Exercise details: Copy the lines verbatim, beginning with the line that contains "Point out the white and" and continuing through the end of the data, and only those lines.

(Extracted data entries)
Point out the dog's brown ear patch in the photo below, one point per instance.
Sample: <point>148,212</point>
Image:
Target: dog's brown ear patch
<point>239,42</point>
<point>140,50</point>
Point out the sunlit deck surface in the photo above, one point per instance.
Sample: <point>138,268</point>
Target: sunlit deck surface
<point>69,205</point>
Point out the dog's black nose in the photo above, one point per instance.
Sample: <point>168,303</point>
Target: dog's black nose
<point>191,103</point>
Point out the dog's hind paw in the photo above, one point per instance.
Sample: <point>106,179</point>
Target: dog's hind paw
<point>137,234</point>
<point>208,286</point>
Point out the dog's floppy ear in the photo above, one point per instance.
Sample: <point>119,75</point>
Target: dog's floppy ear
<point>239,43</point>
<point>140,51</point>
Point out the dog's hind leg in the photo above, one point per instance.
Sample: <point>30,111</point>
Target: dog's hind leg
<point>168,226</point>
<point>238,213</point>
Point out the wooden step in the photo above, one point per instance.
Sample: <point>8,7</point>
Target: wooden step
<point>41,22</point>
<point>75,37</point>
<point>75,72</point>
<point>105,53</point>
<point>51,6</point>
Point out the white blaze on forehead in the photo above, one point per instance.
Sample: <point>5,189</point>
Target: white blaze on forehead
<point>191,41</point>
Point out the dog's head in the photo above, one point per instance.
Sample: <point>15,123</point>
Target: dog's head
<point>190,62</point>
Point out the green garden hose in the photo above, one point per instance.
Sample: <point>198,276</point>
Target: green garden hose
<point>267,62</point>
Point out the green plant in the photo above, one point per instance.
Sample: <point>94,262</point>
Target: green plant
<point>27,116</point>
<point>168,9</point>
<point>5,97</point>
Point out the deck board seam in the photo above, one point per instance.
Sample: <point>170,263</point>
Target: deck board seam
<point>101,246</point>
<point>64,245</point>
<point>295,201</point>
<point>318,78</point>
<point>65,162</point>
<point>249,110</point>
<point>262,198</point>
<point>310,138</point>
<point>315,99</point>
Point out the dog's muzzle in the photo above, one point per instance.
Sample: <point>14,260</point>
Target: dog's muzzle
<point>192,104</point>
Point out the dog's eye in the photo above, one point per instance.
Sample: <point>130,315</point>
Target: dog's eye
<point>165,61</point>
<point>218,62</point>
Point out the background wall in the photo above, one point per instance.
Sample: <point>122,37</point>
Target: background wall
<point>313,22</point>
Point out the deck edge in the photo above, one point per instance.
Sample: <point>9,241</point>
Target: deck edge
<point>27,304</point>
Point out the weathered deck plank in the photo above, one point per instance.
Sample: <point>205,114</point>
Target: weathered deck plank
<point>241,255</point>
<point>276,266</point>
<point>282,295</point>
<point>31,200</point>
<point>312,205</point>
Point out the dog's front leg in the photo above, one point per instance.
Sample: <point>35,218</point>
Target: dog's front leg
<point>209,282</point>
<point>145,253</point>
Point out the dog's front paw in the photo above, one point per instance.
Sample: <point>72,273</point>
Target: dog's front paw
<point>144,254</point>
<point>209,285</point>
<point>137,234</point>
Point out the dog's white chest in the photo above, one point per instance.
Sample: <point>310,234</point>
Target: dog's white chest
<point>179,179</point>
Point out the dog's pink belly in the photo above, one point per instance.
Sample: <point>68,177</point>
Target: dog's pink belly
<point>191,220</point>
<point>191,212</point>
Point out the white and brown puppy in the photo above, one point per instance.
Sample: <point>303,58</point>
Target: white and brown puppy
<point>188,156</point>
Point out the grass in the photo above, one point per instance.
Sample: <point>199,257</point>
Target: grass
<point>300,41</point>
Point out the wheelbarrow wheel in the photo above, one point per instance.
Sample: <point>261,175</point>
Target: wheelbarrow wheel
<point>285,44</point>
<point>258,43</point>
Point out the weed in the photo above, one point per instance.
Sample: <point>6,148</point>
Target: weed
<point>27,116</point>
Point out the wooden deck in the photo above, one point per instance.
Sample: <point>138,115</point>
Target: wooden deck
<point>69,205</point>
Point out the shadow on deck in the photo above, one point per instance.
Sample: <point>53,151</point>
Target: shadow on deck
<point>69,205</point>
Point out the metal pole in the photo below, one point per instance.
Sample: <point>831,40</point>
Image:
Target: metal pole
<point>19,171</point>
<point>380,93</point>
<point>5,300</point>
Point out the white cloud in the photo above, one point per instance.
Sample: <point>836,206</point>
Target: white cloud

Output:
Point out the white and brown puppy in the photo above, one point per instance.
Sample: <point>303,58</point>
Target: white and brown puppy
<point>188,156</point>
Point out the grass in the photo above, one point per instance.
Sample: <point>199,257</point>
Target: grass
<point>300,41</point>
Point out the wheelbarrow wheel in the photo above, one point per instance.
Sample: <point>261,175</point>
Target: wheelbarrow wheel
<point>285,44</point>
<point>258,43</point>
Point out the weed in the photo above, one point per instance.
Sample: <point>6,148</point>
Target: weed
<point>27,116</point>
Point out the wooden deck in the photo above, one point per instance.
Sample: <point>138,115</point>
Target: wooden deck
<point>69,205</point>
Point out the shadow on deck in the photo above, one point per instance.
Sample: <point>53,151</point>
Target: shadow on deck
<point>69,205</point>
Point out the metal pole in the photo below, one point per instance.
Sample: <point>831,40</point>
Image:
Target: metal pole
<point>19,171</point>
<point>380,93</point>
<point>5,300</point>
Point out the white cloud in the photo above, one point per instance.
Sample: <point>836,206</point>
Target: white cloud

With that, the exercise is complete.